___ Text block

Monday, November 12, 2007

Another Power Grid night

The longest game ever
How long? 5 hours.

Last Friday we had a game night. Six people were there: Charles, John, Sophy, Darren, and us. Totof picked Power Grid among his board game collection. We laid the game out. We took United States map. After 30 min explanation, we started the game (yes, Power Grid has a higher difficulty level). You can see my previous post.

For some reasons, Power Grid became popular at game nights. I have already played Power Grid 3 times during October and November. Thanks to the designer, I always had fun from Power Grid. In addition, I always discovered something new from each play.

This time, people played psychology games a lot. When someone bid, someone else would try to make the power plant very hot. This increase was performed deliberatly. This someone else knew how much this someone wanted this power plant. I saw this kind games here and there. Quite entertaining.

Charles and John pair was a perfect example of this psychology game. Charles always blew the price high up when he knew John wanted the power plant. By all means, John gave Charles the same thing. You saw flames and fires between them often. The attacks cracked us up.

All cheap connection cities were on east coast. For example, it was low cost to go from New York to New Jersey. So, Totof, myself, and Darren decided to power east coast cities first. Charles took a different strategy. He picked Oklahoma as his hometown. Sophy preferred the great lake area. She picked Chicago first. John started his game from the Midwest.

John had a completely different strategies. He expanded his union to west coast where the connection fees were high (20 ~ 30 connection fees compared to 4 ~ 20 connections fees for east coast cities). He deployed his city to the northwest city group first. He then followed the coast down to San Diego. Sophy played conservatively. She did not bid for high cost power plants. She expanded her cities slowly but firmly. I could not tell what her strategies were.

______
___ Entries shown

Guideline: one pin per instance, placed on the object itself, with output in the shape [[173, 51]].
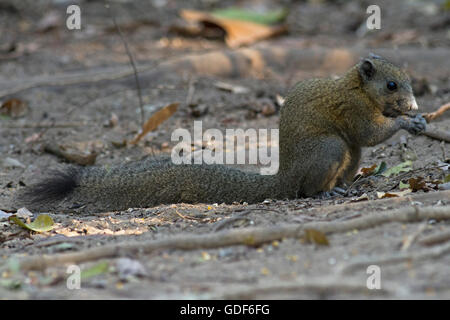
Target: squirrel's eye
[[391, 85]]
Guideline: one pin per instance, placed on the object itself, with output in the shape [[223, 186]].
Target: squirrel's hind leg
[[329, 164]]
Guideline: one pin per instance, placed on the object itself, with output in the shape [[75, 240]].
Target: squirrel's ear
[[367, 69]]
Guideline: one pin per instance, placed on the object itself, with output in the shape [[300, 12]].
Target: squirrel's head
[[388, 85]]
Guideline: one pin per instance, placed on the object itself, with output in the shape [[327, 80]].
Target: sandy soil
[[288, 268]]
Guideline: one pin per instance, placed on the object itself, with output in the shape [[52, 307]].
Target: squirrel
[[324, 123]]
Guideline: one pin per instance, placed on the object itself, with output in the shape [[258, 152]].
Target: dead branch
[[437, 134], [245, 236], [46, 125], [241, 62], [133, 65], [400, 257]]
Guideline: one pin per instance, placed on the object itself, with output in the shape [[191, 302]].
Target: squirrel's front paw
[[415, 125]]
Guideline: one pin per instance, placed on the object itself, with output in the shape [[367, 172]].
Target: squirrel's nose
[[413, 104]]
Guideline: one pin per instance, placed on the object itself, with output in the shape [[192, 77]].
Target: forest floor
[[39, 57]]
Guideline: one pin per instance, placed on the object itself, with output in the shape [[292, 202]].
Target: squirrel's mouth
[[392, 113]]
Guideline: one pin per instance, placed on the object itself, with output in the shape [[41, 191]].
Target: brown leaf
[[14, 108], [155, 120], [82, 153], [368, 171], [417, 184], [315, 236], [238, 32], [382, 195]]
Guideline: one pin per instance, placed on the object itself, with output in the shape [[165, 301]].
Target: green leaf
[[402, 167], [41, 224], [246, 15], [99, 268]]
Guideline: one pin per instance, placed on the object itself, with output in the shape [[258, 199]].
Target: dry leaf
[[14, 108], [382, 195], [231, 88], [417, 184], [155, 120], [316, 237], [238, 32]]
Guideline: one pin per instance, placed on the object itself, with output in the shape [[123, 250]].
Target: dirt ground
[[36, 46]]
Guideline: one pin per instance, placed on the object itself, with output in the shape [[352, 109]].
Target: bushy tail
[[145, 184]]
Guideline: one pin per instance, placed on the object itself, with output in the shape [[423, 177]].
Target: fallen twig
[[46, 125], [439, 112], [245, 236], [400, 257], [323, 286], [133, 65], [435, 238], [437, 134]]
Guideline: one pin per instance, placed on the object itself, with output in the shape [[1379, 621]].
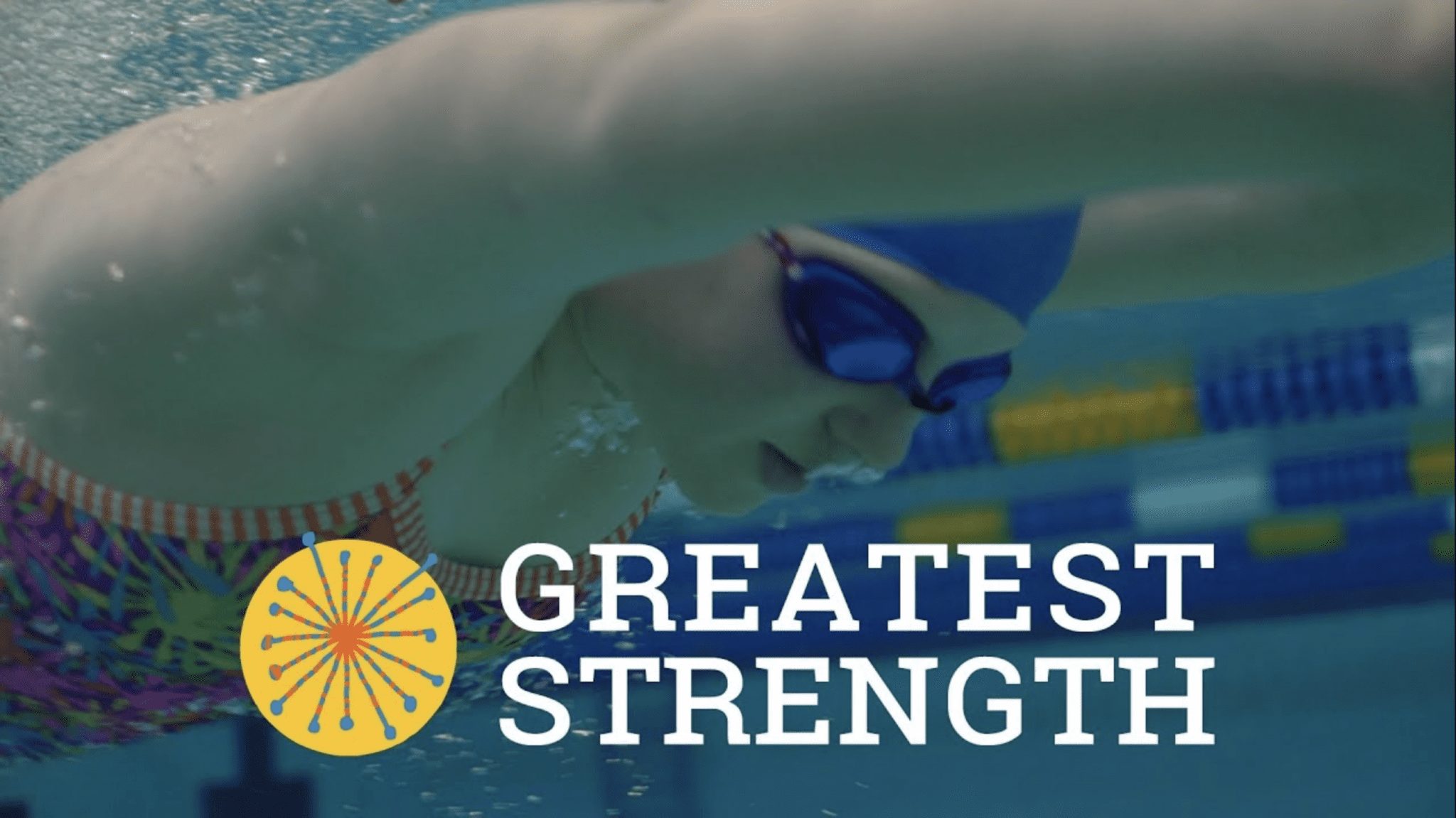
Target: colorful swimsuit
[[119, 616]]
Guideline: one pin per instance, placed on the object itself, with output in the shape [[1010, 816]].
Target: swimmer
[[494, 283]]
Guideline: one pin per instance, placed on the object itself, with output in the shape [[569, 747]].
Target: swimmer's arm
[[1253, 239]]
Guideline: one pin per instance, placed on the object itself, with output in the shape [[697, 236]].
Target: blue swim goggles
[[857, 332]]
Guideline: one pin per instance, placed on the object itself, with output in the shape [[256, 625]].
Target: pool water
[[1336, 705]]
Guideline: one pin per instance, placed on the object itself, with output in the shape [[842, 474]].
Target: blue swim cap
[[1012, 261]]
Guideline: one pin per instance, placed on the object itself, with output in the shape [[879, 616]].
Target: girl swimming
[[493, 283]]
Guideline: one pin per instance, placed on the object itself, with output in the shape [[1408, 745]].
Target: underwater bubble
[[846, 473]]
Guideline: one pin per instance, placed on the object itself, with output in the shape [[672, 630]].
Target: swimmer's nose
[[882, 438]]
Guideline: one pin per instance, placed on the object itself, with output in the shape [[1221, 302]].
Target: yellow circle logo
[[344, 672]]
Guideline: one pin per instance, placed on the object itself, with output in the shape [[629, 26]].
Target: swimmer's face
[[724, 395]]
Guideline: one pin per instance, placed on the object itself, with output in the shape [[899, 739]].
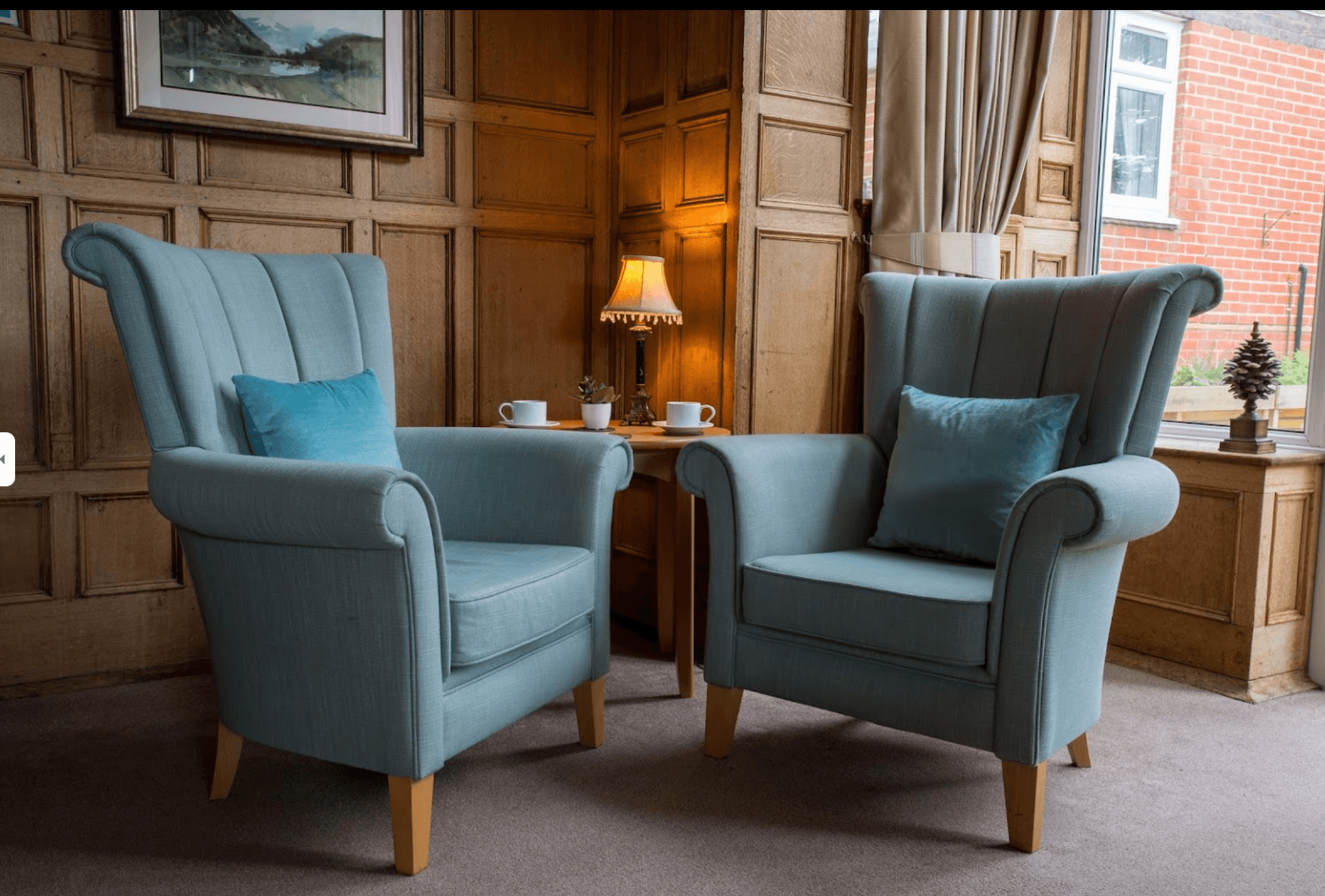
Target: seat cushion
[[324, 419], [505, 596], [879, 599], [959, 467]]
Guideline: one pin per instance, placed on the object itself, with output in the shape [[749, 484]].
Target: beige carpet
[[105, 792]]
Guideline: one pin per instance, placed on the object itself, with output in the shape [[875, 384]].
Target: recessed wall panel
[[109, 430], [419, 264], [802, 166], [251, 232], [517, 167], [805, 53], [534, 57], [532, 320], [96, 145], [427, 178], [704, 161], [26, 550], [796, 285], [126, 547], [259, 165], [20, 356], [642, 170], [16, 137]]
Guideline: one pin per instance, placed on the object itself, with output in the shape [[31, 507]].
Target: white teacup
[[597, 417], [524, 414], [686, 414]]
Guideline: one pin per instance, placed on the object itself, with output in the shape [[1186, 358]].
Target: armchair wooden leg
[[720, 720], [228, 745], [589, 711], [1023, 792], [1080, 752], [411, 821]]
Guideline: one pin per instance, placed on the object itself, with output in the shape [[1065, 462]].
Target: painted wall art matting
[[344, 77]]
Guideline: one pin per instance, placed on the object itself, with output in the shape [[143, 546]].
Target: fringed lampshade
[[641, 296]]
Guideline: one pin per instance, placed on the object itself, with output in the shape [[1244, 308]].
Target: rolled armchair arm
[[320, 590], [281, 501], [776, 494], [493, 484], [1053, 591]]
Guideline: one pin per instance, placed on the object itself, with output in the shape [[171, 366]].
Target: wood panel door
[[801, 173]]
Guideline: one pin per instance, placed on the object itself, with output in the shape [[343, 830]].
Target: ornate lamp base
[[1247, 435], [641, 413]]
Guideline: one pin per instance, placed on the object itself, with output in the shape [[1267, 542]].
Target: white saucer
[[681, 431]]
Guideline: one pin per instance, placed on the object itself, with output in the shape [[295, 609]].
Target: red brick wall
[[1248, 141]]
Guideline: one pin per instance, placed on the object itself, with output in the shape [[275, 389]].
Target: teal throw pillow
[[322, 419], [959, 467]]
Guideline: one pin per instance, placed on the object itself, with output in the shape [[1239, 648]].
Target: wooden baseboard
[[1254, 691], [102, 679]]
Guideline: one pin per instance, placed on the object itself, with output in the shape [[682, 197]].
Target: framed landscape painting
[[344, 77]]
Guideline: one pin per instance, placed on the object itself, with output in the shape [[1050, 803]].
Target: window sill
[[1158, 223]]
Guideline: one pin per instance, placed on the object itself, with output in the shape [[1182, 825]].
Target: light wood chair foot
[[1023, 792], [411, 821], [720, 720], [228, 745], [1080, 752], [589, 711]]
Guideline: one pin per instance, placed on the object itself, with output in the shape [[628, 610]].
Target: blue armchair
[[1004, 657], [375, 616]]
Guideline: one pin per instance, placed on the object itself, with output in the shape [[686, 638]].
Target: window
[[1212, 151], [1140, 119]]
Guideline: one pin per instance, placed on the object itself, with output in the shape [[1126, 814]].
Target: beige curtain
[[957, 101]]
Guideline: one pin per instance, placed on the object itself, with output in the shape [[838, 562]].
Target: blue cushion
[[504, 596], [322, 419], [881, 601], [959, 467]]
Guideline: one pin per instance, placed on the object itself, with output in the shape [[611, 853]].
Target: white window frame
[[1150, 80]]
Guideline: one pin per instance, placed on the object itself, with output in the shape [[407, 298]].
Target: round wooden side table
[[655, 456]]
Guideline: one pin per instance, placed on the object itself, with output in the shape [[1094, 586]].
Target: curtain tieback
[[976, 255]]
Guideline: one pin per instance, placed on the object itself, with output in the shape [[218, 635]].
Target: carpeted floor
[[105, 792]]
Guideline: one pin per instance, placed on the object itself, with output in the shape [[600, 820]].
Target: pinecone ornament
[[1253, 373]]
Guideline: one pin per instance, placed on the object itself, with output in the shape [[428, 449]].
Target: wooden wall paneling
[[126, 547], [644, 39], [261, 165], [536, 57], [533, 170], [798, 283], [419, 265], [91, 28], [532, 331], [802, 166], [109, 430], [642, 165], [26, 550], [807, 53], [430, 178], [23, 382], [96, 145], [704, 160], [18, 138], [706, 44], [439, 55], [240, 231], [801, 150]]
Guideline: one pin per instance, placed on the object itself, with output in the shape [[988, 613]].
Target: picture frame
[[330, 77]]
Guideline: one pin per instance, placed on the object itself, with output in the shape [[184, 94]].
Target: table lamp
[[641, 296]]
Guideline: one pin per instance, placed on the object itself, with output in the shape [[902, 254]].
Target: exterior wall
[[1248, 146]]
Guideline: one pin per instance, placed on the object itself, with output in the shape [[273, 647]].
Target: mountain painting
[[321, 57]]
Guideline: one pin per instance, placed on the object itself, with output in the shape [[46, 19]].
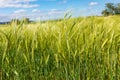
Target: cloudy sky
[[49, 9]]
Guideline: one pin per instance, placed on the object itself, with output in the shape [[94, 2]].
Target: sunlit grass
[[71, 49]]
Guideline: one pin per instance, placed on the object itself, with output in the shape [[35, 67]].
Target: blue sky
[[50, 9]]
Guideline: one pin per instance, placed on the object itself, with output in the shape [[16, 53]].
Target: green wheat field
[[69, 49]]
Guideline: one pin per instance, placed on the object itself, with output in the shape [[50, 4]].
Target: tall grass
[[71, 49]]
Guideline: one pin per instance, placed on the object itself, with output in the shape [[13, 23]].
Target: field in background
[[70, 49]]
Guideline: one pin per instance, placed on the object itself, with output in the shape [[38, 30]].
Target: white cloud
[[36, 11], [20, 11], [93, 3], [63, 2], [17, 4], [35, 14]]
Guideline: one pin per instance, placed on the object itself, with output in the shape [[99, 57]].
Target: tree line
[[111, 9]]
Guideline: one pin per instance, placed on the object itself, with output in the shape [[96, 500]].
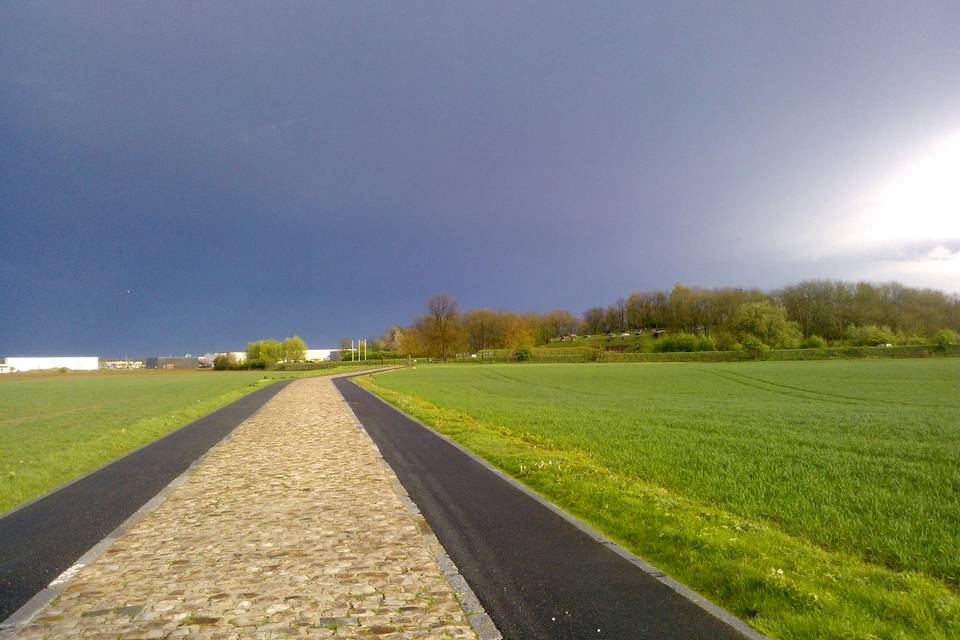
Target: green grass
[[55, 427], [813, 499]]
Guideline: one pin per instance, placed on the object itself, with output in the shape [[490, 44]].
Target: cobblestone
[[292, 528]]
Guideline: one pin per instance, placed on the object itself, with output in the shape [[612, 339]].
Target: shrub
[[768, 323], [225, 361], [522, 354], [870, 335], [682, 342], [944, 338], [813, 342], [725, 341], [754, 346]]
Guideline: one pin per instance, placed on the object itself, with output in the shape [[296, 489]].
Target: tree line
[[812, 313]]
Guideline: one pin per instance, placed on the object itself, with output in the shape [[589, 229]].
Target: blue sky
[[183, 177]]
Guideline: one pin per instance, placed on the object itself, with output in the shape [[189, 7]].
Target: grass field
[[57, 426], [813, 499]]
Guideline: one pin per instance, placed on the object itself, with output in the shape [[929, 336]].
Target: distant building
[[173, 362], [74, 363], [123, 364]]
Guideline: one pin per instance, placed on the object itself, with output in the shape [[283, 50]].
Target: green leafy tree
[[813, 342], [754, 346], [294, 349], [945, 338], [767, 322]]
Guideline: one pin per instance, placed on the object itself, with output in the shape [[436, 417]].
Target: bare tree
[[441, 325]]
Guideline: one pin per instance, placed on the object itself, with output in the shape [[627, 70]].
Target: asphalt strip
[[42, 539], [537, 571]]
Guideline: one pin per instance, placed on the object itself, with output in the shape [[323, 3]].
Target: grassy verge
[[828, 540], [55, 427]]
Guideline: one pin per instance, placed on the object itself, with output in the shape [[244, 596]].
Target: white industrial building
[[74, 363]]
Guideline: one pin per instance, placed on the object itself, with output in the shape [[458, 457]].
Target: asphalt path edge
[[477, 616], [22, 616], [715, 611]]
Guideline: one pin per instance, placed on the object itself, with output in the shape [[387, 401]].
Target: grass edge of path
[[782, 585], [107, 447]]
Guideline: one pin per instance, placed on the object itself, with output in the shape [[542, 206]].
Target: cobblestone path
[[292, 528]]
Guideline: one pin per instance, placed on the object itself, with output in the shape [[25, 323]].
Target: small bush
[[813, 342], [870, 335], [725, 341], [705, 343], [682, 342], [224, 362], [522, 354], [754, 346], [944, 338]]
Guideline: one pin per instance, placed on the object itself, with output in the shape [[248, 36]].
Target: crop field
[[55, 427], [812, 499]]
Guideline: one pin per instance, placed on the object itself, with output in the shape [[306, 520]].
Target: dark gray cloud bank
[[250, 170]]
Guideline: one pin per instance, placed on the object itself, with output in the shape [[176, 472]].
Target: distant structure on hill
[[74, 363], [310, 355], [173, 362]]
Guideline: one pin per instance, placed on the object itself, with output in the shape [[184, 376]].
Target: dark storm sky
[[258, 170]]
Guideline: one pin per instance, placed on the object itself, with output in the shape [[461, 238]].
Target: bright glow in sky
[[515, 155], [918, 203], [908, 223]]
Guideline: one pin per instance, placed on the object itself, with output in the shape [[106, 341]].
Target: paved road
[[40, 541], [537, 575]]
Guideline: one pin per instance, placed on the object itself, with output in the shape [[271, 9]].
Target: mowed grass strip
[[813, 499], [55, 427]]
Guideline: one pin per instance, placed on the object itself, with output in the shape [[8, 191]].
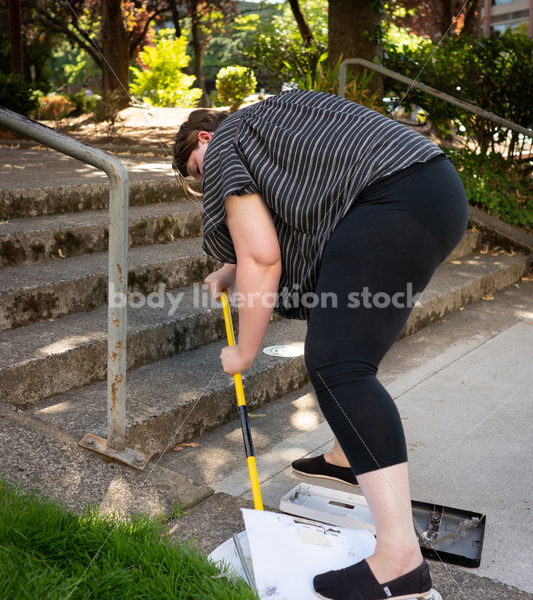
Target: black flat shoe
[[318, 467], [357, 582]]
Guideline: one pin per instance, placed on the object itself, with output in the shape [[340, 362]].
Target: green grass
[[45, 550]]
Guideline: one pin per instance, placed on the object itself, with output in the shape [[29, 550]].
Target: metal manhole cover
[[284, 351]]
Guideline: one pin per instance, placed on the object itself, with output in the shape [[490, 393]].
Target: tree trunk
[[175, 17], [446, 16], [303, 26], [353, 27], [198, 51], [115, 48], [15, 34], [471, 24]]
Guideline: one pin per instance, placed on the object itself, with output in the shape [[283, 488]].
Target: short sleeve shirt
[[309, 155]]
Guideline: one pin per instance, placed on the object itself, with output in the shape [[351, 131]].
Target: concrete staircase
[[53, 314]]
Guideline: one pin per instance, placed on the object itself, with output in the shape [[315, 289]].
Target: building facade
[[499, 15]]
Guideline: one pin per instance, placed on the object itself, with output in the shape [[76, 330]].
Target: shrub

______

**Tasks for this exercise:**
**A.** According to the game night post, which city did Sophy pick first?
**B.** Transcribe the game night post, starting at "John had a completely" and ending at "her strategies were.".

**Per-task answers:**
**A.** Chicago

**B.**
John had a completely different strategies. He expanded his union to west coast where the connection fees were high (20 ~ 30 connection fees compared to 4 ~ 20 connections fees for east coast cities). He deployed his city to the northwest city group first. He then followed the coast down to San Diego. Sophy played conservatively. She did not bid for high cost power plants. She expanded her cities slowly but firmly. I could not tell what her strategies were.